[Entries from a dataset]
┌────────

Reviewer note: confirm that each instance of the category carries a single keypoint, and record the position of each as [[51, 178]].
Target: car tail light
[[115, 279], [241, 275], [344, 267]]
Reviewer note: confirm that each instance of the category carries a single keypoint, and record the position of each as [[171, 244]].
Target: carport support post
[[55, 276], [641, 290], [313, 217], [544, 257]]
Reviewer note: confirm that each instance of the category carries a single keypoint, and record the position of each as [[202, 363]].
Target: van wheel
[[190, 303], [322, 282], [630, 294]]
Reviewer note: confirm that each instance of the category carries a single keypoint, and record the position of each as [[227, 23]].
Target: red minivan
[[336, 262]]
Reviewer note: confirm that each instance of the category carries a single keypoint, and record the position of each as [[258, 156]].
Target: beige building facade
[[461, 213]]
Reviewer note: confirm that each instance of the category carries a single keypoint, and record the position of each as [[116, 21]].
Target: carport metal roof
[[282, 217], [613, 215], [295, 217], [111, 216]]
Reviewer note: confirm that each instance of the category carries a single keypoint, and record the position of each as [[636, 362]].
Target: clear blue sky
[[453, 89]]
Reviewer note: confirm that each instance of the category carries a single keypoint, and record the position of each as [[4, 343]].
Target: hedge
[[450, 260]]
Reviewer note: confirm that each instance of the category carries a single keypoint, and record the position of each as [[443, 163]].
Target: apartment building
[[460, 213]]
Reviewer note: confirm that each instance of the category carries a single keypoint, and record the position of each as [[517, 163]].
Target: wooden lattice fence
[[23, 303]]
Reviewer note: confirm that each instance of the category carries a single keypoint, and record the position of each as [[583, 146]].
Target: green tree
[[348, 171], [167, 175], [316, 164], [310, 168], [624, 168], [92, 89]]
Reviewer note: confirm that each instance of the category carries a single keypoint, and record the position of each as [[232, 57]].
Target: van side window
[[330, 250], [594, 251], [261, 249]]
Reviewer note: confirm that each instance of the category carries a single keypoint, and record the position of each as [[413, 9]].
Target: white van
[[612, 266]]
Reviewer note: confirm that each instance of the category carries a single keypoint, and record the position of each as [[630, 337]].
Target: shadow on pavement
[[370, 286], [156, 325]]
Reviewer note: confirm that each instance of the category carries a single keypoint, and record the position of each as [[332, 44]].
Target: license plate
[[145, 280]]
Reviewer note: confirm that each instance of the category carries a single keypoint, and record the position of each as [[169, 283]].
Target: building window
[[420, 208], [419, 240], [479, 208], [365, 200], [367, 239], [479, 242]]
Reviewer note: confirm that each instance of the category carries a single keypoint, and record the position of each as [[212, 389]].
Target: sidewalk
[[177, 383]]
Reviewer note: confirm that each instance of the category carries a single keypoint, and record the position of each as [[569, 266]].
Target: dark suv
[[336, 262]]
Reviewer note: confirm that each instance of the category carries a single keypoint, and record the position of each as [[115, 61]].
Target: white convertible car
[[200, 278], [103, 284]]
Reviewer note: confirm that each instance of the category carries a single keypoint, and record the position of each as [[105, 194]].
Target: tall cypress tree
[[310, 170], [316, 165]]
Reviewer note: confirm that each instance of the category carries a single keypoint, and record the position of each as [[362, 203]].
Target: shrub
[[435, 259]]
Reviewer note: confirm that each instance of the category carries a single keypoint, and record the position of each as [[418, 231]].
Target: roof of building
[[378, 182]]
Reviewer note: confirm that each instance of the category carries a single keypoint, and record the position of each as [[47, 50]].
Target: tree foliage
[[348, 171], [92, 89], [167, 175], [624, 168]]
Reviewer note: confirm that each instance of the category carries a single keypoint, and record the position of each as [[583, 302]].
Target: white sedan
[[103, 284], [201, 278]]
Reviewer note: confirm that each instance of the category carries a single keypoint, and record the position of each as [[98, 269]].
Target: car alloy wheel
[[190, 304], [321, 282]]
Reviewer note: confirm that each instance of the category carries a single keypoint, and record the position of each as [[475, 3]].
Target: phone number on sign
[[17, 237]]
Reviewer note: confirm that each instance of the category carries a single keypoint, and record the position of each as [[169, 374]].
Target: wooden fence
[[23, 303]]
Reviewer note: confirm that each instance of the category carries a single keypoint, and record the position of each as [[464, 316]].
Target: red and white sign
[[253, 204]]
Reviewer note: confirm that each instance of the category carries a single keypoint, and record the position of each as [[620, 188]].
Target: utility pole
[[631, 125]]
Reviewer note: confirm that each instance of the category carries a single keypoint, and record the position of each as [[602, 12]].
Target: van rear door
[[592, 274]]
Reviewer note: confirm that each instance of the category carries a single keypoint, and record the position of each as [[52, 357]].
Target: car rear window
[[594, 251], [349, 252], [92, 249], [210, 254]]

└────────

Exercise directions.
All lines from the one containing "as [[583, 302]]." through the final line of the listing above are to be reproduced exactly; include both and add nothing.

Answer to this exercise.
Reviewer note: confirm that each instance of the category carries a single keypoint, and record the position of each as [[583, 302]].
Target: white sedan
[[103, 284], [201, 278]]
Reviewer note: confirm that each instance of the category carries a single keypoint, and record the position of each as [[98, 269]].
Target: car alloy wheel
[[190, 304], [321, 282]]
Reviewer note: confirm that each instance of the category carries a single keypoint, and record the position of each as [[475, 3]].
Target: phone number on sign
[[17, 237]]
Reviewer note: confirm that each instance of the category carries a single keypoint, and record the position of each as [[169, 374]].
Target: wooden fence
[[23, 303]]
Reviewer note: confirm that each instance of the category carries a single keypoint, and record the position of each as [[464, 316]].
Target: red and white sign
[[253, 204]]
Reviewer note: confirm that each instance of the category carries a single keypoint, and record the position of each as [[620, 188]].
Target: utility pole
[[631, 125]]
Reviewer note: confirm that each instance of the category carries a single keypoint, and record the position of each as [[602, 12]].
Target: van rear door
[[592, 274]]
Reviewer note: confirm that each instance of the category carries a single keypoint, and record the position of each as [[52, 357]].
Target: car rear window
[[594, 251], [349, 252], [92, 249], [210, 254]]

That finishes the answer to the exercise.